What to do:
Transcribe the listing below only from the line with "Place a point on every instance of the barn" up to and including the line with "Place a point on every instance of the horse's tail".

Recorded information:
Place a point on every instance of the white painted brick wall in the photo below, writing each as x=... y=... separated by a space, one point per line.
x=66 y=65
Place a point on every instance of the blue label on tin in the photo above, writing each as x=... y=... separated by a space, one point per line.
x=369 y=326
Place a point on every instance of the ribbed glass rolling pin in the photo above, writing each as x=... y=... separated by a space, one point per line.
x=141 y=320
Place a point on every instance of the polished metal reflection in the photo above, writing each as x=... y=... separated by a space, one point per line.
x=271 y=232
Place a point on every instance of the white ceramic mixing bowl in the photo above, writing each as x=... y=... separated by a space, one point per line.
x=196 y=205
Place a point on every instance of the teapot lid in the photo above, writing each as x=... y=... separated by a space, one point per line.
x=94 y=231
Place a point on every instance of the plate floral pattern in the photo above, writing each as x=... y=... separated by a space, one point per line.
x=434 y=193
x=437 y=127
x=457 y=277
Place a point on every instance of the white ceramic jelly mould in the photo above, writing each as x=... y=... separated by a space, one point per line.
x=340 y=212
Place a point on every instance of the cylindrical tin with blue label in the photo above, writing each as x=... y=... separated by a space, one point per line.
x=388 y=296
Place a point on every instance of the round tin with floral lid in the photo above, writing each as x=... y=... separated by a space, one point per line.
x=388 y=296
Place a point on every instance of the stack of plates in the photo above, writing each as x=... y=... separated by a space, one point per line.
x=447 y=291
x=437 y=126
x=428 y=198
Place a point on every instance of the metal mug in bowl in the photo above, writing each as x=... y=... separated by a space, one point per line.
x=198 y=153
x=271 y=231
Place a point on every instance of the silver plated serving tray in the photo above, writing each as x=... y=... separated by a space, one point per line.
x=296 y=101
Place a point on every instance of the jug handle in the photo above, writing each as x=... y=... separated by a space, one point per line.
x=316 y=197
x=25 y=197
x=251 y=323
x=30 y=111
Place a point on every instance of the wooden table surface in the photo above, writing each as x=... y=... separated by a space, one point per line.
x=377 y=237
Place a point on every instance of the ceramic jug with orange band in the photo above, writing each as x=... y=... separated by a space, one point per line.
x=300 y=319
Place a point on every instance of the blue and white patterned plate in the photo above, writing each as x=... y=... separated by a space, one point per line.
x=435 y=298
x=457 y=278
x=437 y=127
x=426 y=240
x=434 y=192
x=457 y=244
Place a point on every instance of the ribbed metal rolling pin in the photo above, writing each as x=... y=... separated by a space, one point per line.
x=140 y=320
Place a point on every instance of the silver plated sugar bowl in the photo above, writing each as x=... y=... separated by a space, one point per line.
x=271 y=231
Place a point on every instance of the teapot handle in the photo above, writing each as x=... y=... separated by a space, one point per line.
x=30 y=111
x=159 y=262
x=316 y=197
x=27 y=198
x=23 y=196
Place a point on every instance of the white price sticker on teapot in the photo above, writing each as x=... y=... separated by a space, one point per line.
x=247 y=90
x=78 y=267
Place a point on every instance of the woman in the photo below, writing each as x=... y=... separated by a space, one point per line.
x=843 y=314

--

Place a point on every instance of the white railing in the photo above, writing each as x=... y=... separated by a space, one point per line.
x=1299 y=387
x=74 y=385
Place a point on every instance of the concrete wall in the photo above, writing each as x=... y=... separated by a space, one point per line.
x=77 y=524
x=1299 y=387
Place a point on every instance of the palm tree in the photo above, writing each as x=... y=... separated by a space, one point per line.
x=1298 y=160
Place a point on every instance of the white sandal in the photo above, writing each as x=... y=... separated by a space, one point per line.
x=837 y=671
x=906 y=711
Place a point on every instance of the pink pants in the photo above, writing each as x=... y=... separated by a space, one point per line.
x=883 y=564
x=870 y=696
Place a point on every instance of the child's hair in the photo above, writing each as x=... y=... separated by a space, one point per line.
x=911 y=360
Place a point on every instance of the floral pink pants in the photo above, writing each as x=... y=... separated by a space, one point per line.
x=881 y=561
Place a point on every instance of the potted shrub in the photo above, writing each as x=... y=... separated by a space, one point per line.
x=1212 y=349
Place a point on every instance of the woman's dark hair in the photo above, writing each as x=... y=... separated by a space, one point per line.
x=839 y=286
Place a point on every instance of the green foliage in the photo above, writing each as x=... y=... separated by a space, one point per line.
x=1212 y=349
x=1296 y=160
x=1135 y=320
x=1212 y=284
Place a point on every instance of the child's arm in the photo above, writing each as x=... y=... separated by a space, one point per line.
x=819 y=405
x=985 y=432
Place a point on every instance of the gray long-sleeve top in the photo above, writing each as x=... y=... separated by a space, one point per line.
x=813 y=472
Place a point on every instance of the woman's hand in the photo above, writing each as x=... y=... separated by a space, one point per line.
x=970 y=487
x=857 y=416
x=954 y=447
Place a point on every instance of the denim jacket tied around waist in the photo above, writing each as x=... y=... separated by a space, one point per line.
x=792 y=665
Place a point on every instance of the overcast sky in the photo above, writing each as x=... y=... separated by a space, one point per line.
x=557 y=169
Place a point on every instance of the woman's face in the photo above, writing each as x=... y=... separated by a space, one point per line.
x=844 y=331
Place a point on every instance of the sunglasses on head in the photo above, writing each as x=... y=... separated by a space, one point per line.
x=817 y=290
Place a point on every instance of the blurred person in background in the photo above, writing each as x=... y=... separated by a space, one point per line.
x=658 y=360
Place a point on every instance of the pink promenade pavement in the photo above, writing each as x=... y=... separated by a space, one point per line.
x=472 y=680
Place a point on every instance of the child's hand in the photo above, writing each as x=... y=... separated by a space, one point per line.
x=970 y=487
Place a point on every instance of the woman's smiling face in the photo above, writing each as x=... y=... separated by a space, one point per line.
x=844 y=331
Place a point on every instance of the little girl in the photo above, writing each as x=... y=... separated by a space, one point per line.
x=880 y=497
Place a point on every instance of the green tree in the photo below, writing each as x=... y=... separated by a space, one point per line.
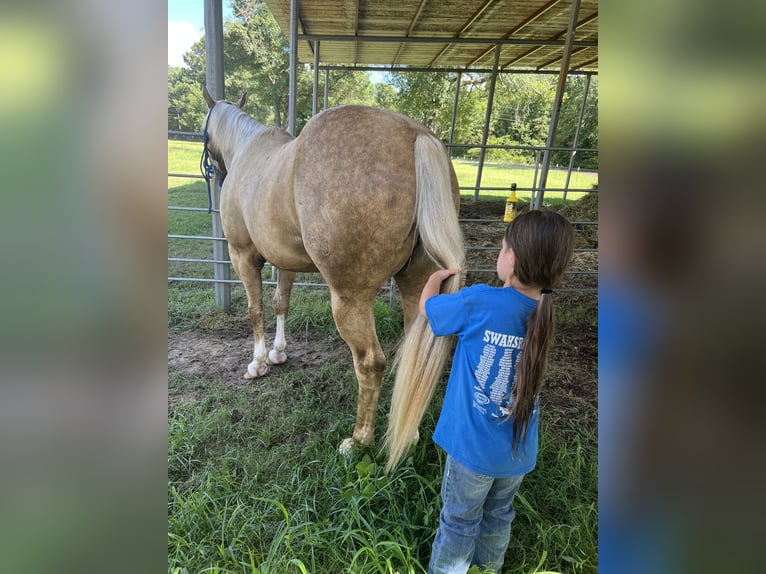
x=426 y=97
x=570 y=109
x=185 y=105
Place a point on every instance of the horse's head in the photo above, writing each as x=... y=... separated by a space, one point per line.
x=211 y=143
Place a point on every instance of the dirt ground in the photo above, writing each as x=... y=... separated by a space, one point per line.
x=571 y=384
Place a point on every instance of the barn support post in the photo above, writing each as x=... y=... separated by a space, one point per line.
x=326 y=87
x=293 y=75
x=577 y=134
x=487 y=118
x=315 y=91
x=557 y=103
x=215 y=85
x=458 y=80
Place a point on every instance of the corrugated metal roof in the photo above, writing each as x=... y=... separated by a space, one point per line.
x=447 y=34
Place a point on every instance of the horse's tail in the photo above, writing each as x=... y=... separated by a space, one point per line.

--

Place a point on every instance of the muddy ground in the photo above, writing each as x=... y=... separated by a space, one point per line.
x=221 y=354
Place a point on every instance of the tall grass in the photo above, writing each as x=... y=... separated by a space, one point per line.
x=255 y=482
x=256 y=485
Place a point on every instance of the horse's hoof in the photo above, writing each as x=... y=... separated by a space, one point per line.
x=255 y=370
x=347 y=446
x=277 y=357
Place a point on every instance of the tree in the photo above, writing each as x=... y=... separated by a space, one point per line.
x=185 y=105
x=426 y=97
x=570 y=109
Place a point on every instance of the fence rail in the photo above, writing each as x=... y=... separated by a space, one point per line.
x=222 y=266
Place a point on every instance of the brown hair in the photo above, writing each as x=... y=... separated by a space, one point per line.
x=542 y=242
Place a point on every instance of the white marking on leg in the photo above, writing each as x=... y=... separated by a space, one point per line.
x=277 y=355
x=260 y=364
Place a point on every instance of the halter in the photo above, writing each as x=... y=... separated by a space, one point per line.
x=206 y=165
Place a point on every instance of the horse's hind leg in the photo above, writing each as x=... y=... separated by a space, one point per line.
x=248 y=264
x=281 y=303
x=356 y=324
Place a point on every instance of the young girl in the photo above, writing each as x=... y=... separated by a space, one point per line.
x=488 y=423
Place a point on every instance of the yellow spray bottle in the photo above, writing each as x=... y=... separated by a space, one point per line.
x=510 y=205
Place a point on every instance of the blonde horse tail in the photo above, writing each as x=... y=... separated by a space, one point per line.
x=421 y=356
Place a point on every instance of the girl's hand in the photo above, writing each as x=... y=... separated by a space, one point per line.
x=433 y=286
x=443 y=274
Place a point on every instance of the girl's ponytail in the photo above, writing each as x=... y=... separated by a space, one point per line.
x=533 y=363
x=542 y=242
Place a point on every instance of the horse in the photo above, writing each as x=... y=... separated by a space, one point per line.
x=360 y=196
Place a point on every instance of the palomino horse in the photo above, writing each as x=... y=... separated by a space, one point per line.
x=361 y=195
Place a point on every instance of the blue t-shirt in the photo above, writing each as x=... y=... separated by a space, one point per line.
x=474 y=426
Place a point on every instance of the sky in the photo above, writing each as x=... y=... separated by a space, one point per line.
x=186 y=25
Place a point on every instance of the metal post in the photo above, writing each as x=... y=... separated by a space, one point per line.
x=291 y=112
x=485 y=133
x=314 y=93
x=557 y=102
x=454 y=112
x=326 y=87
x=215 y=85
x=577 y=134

Expected output:
Place a point on every instance of the barn support post in the photo above, writing each as x=... y=... separated by a space, one point per line.
x=326 y=87
x=293 y=75
x=577 y=134
x=487 y=118
x=315 y=91
x=557 y=103
x=215 y=85
x=458 y=80
Place a point on every instance of the corrugated metal roof in the photo above, writing each as x=... y=... separated by a space, one point per line.
x=447 y=34
Place a point on every instance of the horse's tail in the photo above, writing each as x=... y=... separated by a space, one point per line.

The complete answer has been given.